:: Tekst

Tym razem z okazji TechCamp#6.
Zaszyfrowane != Bezpieczne
Kryptografia dla mas
Bruce Schneier powinien być znany każdemu, kto interesuje się bezpieczeństwem. Nawet jeśli ktoś nie interesuje się tym tematem zbyt intensywnie, prawdopodobnie miał okazję w jakiś sposób z nim się zetknąć. Można o nim powiedzieć, że jest celebrytą, aczkolwiek na swoją pozycję sobie zapracował. Zapracował na nią między innymi książką Applied Cryptography, w której w stosunkowo przystępny sposób przybliża zagadnienia związane z kryptografią. Tą książką zrobił wiele dobrego, ale też trochę złego... Wiele osób uznało, że po przeczytaniu tej książki wiedzą na temat kryptografii już wystarczająco wiele, by projektować i implementować własne rozwiązania. Niestety, skutki takiego postępowania są zwykle tragiczne. By sytuację choć trochę poprawić, Schneier napisał inną książkę, Practical Cryptography.

::::
:: Zebrane dane

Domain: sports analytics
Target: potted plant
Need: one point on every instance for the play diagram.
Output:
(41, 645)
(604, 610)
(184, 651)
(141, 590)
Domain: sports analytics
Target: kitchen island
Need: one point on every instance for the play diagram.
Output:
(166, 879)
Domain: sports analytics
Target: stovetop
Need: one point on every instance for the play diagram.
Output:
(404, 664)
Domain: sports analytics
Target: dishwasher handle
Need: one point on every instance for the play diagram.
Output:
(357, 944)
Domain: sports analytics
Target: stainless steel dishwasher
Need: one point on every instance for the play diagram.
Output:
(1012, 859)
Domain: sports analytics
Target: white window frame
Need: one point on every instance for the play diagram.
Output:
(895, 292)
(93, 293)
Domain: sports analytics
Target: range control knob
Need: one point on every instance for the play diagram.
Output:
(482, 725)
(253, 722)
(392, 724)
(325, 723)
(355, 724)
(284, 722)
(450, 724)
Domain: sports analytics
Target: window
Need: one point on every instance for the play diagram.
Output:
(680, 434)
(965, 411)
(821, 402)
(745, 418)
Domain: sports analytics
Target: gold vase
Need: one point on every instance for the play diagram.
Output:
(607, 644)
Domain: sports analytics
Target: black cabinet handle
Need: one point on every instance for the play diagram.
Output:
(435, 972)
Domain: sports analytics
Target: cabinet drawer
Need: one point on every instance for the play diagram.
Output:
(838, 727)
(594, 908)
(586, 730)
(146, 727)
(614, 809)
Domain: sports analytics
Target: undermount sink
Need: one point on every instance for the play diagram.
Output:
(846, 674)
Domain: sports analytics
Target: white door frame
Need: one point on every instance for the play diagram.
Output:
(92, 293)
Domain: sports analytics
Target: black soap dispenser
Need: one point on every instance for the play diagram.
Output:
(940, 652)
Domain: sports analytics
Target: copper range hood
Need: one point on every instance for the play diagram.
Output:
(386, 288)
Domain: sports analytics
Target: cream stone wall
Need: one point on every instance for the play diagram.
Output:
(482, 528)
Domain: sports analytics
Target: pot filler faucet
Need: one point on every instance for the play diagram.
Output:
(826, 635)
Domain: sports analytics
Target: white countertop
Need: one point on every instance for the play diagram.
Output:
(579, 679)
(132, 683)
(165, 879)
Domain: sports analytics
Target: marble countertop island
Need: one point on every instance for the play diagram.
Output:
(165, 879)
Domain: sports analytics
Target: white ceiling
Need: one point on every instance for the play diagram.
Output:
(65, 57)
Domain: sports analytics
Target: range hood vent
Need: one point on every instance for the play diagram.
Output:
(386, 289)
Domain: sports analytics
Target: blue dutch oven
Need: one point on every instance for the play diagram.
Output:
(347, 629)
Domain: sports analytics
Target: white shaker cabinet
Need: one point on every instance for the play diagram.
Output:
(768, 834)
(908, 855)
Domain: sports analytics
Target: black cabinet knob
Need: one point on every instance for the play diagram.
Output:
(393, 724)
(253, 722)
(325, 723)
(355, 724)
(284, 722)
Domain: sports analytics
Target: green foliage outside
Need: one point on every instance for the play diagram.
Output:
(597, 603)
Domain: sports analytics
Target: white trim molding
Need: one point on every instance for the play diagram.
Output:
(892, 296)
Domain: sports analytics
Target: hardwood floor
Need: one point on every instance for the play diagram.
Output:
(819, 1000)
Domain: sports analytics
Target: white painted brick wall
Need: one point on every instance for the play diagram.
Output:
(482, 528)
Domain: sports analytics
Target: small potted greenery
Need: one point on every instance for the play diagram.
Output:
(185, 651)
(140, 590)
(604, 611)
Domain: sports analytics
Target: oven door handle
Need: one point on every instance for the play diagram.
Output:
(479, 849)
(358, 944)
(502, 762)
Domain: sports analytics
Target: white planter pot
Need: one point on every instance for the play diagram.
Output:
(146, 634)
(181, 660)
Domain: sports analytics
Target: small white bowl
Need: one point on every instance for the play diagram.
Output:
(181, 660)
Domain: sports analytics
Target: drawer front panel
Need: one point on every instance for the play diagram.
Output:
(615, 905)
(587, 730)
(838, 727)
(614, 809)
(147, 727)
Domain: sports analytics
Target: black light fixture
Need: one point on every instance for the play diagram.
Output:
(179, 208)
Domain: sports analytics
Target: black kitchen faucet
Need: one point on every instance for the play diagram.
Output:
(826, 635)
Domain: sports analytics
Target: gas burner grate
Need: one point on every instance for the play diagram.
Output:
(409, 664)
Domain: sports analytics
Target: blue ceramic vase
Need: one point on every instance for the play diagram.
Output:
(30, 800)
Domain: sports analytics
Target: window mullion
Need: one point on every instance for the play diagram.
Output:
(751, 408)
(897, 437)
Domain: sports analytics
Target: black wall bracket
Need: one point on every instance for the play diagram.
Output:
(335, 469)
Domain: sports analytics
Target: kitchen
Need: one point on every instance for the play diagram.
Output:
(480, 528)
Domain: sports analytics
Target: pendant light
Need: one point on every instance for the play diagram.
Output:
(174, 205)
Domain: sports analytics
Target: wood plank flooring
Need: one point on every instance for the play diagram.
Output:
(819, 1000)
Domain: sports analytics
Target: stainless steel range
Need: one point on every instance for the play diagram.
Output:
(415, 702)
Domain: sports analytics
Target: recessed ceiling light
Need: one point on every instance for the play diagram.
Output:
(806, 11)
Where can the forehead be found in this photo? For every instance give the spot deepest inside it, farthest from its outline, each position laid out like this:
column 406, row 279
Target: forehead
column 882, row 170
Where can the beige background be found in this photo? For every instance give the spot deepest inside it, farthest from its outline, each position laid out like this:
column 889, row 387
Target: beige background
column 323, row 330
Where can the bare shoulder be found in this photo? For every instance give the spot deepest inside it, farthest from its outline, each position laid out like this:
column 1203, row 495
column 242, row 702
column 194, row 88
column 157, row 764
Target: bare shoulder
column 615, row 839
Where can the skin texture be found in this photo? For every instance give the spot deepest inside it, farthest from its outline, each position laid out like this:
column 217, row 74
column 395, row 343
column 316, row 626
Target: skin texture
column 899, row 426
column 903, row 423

::::

● **Wykonaj polecenia**
1. Wypisz wszystkie nazwy własne z tekstu o kryptografii: osobę, wydarzenie i tytuły książek.
2. Przepisz dosłownie fragment tekstu o kryptografii od „Zaszyfrowane != Bezpieczne” do „książkę, Practical Cryptography.”, razem z tymi słowami.
Rekordy nie są tu do niczego potrzebne.

● **Rozwiązania zadań**
1. TechCamp#6, Bruce Schneier, Applied Cryptography, Practical Cryptography

2.
Zaszyfrowane != Bezpieczne
Kryptografia dla mas
Bruce Schneier powinien być znany każdemu, kto interesuje się bezpieczeństwem. Nawet jeśli ktoś nie interesuje się tym tematem zbyt intensywnie, prawdopodobnie miał okazję w jakiś sposób z nim się zetknąć. Można o nim powiedzieć, że jest celebrytą, aczkolwiek na swoją pozycję sobie zapracował. Zapracował na nią między innymi książką Applied Cryptography, w której w stosunkowo przystępny sposób przybliża zagadnienia związane z kryptografią. Tą książką zrobił wiele dobrego, ale też trochę złego... Wiele osób uznało, że po przeczytaniu tej książki wiedzą na temat kryptografii już wystarczająco wiele, by projektować i implementować własne rozwiązania. Niestety, skutki takiego postępowania są zwykle tragiczne. By sytuację choć trochę poprawić, Schneier napisał inną książkę, Practical Cryptography.